- Aim of the exercise -
Turn the lines of the rows below, from the line containing "Spot every instance of the house" through the end of the rows, into a JSON list of strings with one string per line and blank lines omitted.

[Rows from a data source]
## Start
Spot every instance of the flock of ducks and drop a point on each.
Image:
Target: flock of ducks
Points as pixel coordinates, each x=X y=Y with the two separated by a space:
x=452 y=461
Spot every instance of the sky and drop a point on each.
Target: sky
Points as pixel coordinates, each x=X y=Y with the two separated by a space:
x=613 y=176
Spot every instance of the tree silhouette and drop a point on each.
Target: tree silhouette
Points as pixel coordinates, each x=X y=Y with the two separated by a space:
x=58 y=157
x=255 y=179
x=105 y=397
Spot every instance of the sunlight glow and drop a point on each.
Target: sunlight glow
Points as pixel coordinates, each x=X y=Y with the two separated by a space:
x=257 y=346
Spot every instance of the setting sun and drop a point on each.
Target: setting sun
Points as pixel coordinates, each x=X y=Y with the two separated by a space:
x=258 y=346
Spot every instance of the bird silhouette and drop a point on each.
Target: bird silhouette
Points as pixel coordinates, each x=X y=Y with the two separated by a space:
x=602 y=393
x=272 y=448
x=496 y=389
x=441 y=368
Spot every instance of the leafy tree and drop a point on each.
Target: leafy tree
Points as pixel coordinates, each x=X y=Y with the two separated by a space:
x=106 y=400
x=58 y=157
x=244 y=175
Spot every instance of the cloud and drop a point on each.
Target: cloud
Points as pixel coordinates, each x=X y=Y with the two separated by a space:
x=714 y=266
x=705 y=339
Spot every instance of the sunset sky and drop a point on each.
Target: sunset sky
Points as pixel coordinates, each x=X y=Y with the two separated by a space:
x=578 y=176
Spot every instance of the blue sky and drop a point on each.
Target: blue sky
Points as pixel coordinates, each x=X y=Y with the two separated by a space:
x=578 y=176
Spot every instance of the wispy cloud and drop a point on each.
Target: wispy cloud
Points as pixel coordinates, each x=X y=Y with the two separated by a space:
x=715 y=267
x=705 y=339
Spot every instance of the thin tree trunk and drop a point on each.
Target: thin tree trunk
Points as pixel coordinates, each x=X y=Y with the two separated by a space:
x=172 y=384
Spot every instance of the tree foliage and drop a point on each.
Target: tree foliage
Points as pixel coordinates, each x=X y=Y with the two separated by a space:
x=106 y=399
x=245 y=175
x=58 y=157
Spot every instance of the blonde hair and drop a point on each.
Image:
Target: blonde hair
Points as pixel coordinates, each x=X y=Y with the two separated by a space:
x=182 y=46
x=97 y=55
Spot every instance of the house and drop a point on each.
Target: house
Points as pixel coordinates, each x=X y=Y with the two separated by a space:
## End
- Task response -
[
  "Spot every instance of the house and drop a point on each.",
  "Target: house",
  "Points as pixel coordinates, each x=X y=Y with the two separated by a space:"
]